Consigne 1 → Exprimez sous forme de liste JSON de chaînes, à raison d'une chaîne par ligne et sans les lignes vides, les lignes des entrées qui vont de celle contenant « Find the roof » jusqu'à la fin des entrées, bornes comprises.

La ville de Cizre vit depuis plusieurs jours un terrible couvre-feu assuré par les snipers de l’armée turque qui abattent quiconque ôse sortir de chez lui. Les ambulances ne peuvent pas circuler et les familles sont affamées. Des milliers de Kurdes affluent vers la ville depuis Şırnak et Silopi pour manifester leur soutien à la population, ils risquent ainsi leur vie. Les manifestants ont commencé à arriver il y a quelques heures et ont dû traversé le fleuve du Tigre qui longe la ville. On sait à présent que les manifestants ont été attaqué par la police spéciale turque avec des gaz lacrymogènes et des canons à eau. Des balles auraient également été tirées vers les manifestants. La foule chante « Bijî berxwedana Cizîrê », « Vive la résistance de Cizre ».

Les premiers manifestants arrivés à Cizre cet après-midi

Des élus du principal parti kurde de Turquie, son chef de file en tête, ont entamé mercredi une marche pour rallier à pied la ville kurde de Cizre afin de rompre le blocus imposé depuis près d’une semaine par les autorités sur la ville. Le convoi de l’HDP, emmené par ses deux coprésidents Selahattin Demirtas et Figen Yüksekdag et deux ministres, a été bloqué par les forces de l’ordre autour de Midyat. La délégation a alors décidé de continuer sa route à pied, soit une marche de 90 km.

Les forces de sécurité turques ont imposé il y a six jours un couvre-feu strict sur Cizre, où des affrontements ont éclaté entre les forces de sécurité et des jeunes militants kurdes proches du PKK. Les snipers de l’armée tirent sur les habitants qui sortent de chez eux après l’heure du couvre feu. Au moins sept civils ont ainsi été tués, dont deux mineurs. Environ 120.000 personnes ne peuvent plus sortir de la ville à cause du couvre-feu.

Par ailleurs, dans de nombreuses villes, les locaux du HDP, dont son quartier général d’Ankara, ont été la cible de nombreuses attaques de la part de manifestations nationalistes qui accusent le mouvement de soutenir le PKK. Enfin, une vaste opération policière a visé le Parti Socialiste des opprimés (ESP). Des descentes de police ont eu lieu dans les locaux d’ESP de Maltepe et d’Ataşehir, ainsi que dans des domiciles. Au moins 11 personnes ont été arrêtées.

Jeu de données →
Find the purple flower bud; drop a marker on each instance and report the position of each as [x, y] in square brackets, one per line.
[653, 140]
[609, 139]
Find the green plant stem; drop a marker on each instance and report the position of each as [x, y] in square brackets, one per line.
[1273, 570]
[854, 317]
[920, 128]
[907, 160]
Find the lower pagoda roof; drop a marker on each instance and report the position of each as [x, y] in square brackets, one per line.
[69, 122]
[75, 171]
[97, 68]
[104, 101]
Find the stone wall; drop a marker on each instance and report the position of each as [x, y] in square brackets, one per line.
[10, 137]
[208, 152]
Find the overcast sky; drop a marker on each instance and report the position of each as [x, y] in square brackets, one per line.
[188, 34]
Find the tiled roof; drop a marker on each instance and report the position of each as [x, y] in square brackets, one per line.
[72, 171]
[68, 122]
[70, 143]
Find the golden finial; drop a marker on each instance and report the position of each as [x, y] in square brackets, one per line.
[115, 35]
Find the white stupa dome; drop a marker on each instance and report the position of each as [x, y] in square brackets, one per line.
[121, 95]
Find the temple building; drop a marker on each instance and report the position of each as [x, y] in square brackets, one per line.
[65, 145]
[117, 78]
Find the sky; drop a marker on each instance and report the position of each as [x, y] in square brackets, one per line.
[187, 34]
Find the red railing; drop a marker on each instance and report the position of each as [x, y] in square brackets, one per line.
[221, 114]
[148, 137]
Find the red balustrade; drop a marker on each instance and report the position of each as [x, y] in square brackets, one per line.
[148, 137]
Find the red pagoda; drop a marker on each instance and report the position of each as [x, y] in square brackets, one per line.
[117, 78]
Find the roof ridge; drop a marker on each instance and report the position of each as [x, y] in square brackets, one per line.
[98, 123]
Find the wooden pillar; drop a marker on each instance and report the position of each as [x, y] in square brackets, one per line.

Consigne 2 → Pour chacune des affirmations suivantes, dites si elle concorde avec l'extrait : (a) le couvre-feu a été imposé sur Cizre il y a six jours ; (b) la délégation de l'HDP a poursuivi sa route en voiture après avoir été bloquée ; (c) au moins onze personnes ont été arrêtées lors de l'opération visant l'ESP. Répondez par oui ou non et citez les mots décisifs de l'extrait.

Corrigé 1 →
[
  "Find the roof ridge; drop a marker on each instance and report the position of each as [x, y] in square brackets, one per line.",
  "[98, 123]",
  "Find the wooden pillar; drop a marker on each instance and report the position of each as [x, y] in square brackets, one per line."
]

Corrigé 2 →
(a) Oui : « Les forces de sécurité turques ont imposé il y a six jours un couvre-feu strict sur Cizre »
(b) Non : « La délégation a alors décidé de continuer sa route à pied, soit une marche de 90 km. »
(c) Oui : « Au moins 11 personnes ont été arrêtées. »